* _Exercise_:
Give all the lines below again, exactly, with no pictures.
begin Recorded data
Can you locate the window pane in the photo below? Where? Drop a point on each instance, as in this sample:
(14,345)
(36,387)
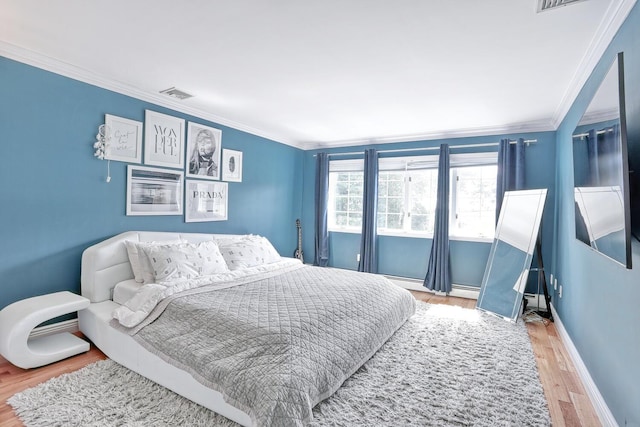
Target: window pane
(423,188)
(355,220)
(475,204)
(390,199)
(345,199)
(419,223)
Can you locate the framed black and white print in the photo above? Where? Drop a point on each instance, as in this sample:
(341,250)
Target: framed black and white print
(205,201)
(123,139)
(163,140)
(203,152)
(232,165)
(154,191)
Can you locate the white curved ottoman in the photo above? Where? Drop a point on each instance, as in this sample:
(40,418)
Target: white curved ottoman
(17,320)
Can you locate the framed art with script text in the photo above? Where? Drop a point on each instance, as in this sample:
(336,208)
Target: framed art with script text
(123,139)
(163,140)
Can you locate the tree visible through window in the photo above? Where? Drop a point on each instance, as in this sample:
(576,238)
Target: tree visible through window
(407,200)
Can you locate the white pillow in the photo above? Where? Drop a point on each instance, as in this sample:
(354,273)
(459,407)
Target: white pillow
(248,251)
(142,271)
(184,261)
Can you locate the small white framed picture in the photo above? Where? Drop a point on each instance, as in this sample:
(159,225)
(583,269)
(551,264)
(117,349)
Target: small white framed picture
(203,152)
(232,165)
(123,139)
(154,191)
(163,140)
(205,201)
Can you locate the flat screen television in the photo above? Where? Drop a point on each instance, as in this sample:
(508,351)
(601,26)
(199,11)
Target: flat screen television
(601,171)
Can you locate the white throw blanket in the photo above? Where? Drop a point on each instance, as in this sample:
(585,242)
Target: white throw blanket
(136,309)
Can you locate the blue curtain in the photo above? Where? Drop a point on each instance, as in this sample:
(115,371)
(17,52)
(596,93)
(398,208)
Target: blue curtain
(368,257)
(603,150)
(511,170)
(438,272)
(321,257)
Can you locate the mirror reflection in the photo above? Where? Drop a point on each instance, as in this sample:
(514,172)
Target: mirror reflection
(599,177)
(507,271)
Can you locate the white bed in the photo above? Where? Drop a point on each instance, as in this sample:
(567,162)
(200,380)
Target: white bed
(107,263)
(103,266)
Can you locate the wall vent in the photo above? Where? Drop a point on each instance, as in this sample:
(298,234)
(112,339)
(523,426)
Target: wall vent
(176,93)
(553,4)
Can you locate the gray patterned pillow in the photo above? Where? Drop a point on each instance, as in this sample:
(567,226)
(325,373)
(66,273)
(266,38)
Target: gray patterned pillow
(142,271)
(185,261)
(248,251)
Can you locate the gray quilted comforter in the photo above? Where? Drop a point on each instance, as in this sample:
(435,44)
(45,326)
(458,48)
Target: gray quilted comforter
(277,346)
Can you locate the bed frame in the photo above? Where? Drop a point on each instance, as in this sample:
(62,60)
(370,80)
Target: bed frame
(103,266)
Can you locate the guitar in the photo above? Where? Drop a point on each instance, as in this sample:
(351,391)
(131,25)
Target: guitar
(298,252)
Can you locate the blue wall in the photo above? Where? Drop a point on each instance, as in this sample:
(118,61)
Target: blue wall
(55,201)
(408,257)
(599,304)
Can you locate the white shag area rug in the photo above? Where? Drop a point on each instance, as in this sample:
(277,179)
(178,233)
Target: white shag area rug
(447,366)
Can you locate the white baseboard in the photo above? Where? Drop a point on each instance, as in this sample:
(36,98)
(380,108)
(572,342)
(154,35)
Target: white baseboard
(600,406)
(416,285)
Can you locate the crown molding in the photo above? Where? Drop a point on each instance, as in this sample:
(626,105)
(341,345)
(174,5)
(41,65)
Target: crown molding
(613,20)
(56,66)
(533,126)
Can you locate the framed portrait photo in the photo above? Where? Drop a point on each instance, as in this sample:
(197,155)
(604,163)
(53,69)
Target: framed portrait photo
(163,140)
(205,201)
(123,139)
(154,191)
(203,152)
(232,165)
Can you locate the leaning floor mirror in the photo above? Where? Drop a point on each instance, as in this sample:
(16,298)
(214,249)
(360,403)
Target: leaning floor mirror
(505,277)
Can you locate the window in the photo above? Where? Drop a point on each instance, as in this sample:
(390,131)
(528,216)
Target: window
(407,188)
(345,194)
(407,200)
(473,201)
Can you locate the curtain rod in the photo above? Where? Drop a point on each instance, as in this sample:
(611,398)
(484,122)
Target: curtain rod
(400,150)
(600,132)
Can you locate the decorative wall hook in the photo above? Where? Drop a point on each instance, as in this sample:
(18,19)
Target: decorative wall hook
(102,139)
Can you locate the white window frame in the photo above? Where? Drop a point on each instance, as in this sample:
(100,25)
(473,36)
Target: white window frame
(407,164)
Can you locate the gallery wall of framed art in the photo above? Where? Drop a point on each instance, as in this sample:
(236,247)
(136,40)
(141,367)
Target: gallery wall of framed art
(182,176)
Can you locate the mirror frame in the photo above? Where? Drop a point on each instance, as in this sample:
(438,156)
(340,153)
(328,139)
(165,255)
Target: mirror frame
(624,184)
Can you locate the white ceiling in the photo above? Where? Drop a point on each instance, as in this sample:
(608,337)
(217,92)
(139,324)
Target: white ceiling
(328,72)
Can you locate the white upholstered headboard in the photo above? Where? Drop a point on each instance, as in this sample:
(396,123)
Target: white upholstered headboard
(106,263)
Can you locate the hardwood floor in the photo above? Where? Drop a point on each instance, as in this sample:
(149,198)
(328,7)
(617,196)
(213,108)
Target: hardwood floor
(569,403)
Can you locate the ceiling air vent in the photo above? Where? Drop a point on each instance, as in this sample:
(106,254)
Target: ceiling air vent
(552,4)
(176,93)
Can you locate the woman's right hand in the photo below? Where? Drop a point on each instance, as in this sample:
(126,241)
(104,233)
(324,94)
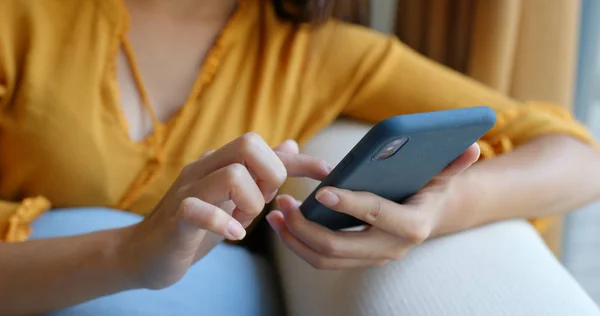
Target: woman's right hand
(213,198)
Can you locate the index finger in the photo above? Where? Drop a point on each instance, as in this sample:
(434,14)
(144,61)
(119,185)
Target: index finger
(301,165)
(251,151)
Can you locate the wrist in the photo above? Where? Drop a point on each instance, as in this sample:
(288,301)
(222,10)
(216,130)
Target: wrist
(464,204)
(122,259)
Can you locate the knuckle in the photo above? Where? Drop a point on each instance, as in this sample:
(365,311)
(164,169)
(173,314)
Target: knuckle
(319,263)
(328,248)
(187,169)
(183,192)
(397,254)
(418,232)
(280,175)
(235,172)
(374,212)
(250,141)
end Recorded data
* _Result below_:
Can you locate the window pane in the photo below? Where? Drop a point on each instance, as in this sample:
(14,345)
(36,387)
Target: window pane
(423,188)
(355,220)
(475,204)
(390,199)
(345,199)
(419,223)
Can you locate the framed black and white print in the photo above? Where? Drop a point on each instance, as in this sample:
(341,250)
Target: framed black and white print
(205,201)
(123,139)
(163,140)
(203,152)
(232,165)
(154,191)
Can you locate the white curved ottoman in the photo above? Where? Drop a point on each instance, as in this sample:
(40,418)
Target: white curved ottoman
(17,320)
Can you locate the framed art with script text in the photo above? Where? Drop a point on each instance, as in this sample:
(336,208)
Target: framed art with script text
(123,139)
(163,140)
Can you locate the tree visible through window in the photo above? Where? Drop a point on each instance, as in this sample:
(576,238)
Target: tree visible through window
(407,200)
Can you locate the white pillow in the photo above? Where? Drop a point on each instance, as in this sample:
(354,273)
(459,407)
Target: white pillow
(248,251)
(142,271)
(184,261)
Can you locate the small white framed picture in the photo above? Where? Drop a point on each instance, as in this sample:
(159,225)
(583,269)
(551,264)
(117,349)
Target: small white framed picture
(203,152)
(232,165)
(123,139)
(154,191)
(163,140)
(205,201)
Can you locate the flat screen television in the photo above? Where? Drop a point on each instance, as in this sample:
(508,351)
(601,26)
(199,11)
Target: flat screen television
(601,171)
Can you locate the white throw blanket in the photo above? Where? Drop a point on each instance, as in this sample:
(585,242)
Target: white throw blanket
(136,309)
Can you locate the blue curtain in the photo above? Where? Drop a point on each instance, as in this sample:
(115,371)
(17,52)
(596,93)
(398,208)
Target: blue curtain
(368,257)
(603,150)
(511,170)
(438,272)
(321,257)
Can you locate the mirror reflection in the photo above? Where? Drop a point on each instance, as in this sample:
(514,172)
Target: mirror reflection
(599,177)
(507,271)
Can you locate the white bed in the photo above? Where? Drop a point on each instance, as in this sample:
(567,162)
(200,380)
Target: white bed
(107,263)
(103,266)
Can you locate the wall vent in the photo above? Where? Drop a point on each instance, as in this sample:
(298,234)
(112,339)
(523,426)
Target: wall vent
(176,93)
(553,4)
Can you locate the gray patterned pillow in the photo above? Where? Drop a point on each instance, as in this sample:
(567,226)
(325,373)
(66,273)
(266,38)
Target: gray patterned pillow
(142,271)
(185,261)
(248,251)
Can you locate the gray quilted comforter in the photo above? Where? Drop a point on each instance, as in this sample:
(435,44)
(45,326)
(458,48)
Target: gray quilted comforter
(277,346)
Can you locate the bed frame in the photo above? Where? Drop a point on each instance, as in this sample:
(62,60)
(370,80)
Target: bed frame
(103,266)
Can you locate the guitar in the photo above? Where? Drop a point on each instance, as in this sample:
(351,391)
(131,25)
Target: guitar
(298,252)
Can you locate the blue wall in the photo above? Where? Drop a point on each instance, as in this sample:
(118,61)
Target: blue wall
(55,201)
(408,257)
(599,304)
Can you locate the white shag area rug in the photo above? Where? Drop a point on each instance, as in this sample:
(277,179)
(178,233)
Target: white shag area rug
(447,366)
Can you locate the white baseboard in the photo above? Where? Drop a point on each instance, as in this sample:
(36,98)
(380,108)
(572,342)
(154,35)
Target: white baseboard
(600,406)
(416,285)
Can you locate the crown molding in the photo above? Where? Drop a point on each instance, as in this sample:
(626,105)
(341,345)
(174,5)
(41,65)
Target: crown molding
(613,20)
(56,66)
(533,126)
Can you locate the framed portrait photo in the photo above? Where? Drop a point on each instance, as in this sample:
(197,155)
(604,163)
(53,69)
Target: framed portrait photo
(163,140)
(205,201)
(123,139)
(154,191)
(203,152)
(232,165)
Can you locate the leaning floor mirror in the photo above? Where? Drop a point on each instance, as in this sample:
(16,298)
(214,249)
(360,403)
Target: leaning floor mirror
(505,277)
Can you locate the window in the photo above? Where? Drop a point on each instance, as in this sample:
(390,131)
(528,216)
Target: window
(407,188)
(345,194)
(407,200)
(473,201)
Can you locate the curtain rod in the photo above? Where? Drop a point on each instance, as in this sample:
(611,398)
(484,122)
Target: curtain rod
(400,150)
(600,132)
Can you locate the decorative wall hook in the photo above? Where? Drop a point on each instance, as in this sample:
(18,19)
Target: decorative wall hook
(102,139)
Can you locate the white window frame in the photo above? Where? Drop a point on each instance, as in this sample:
(100,25)
(473,36)
Target: white window frame
(407,164)
Can you locate the gallery wall of framed art in the photo above? Where? Drop a point on each instance, as in this sample:
(236,247)
(136,40)
(141,367)
Target: gallery wall of framed art
(182,176)
Can you locate the mirror frame in the photo above? Where? Drop a point on each instance, as in this sample:
(438,156)
(340,153)
(328,139)
(165,255)
Target: mirror frame
(624,184)
Can you locate the white ceiling in the photo above? Where? Drop a point on each instance, as in this sample:
(608,337)
(217,92)
(139,324)
Target: white ceiling
(328,72)
Can you locate the white upholstered headboard in the photo above? Where? Drop a point on each instance, as in this sample:
(396,123)
Target: white upholstered headboard
(106,263)
Can you locate the hardwood floor in the photo above? Where? Drop a point on each instance, as in this sample:
(149,198)
(328,7)
(617,196)
(213,108)
Target: hardwood floor
(569,403)
Can you locate the ceiling air vent in the photo above? Where? Drop a point on each instance, as in this sample:
(106,254)
Target: ceiling air vent
(552,4)
(176,93)
Can you locate the woman's right hand in the photo below? Where? Drop a point on each instance, as in this sample:
(126,241)
(104,233)
(324,94)
Target: woman's right hand
(213,198)
Can you locate the index finger in the photo above? Where? Drop a point on each instance, as in this sample:
(434,14)
(144,61)
(119,185)
Target: index finger
(301,165)
(251,151)
Can you locate the wrist in the photo above? Where? Drop a point on each instance, as in this sample:
(288,301)
(222,10)
(216,130)
Target: wrist
(464,204)
(122,259)
Can you locate the knuckle in the photo above? Where? Drop a point on each instance, as in this sample:
(365,311)
(164,169)
(173,314)
Target: knuckle
(319,263)
(328,248)
(187,169)
(183,192)
(397,254)
(418,232)
(280,175)
(235,172)
(374,212)
(250,141)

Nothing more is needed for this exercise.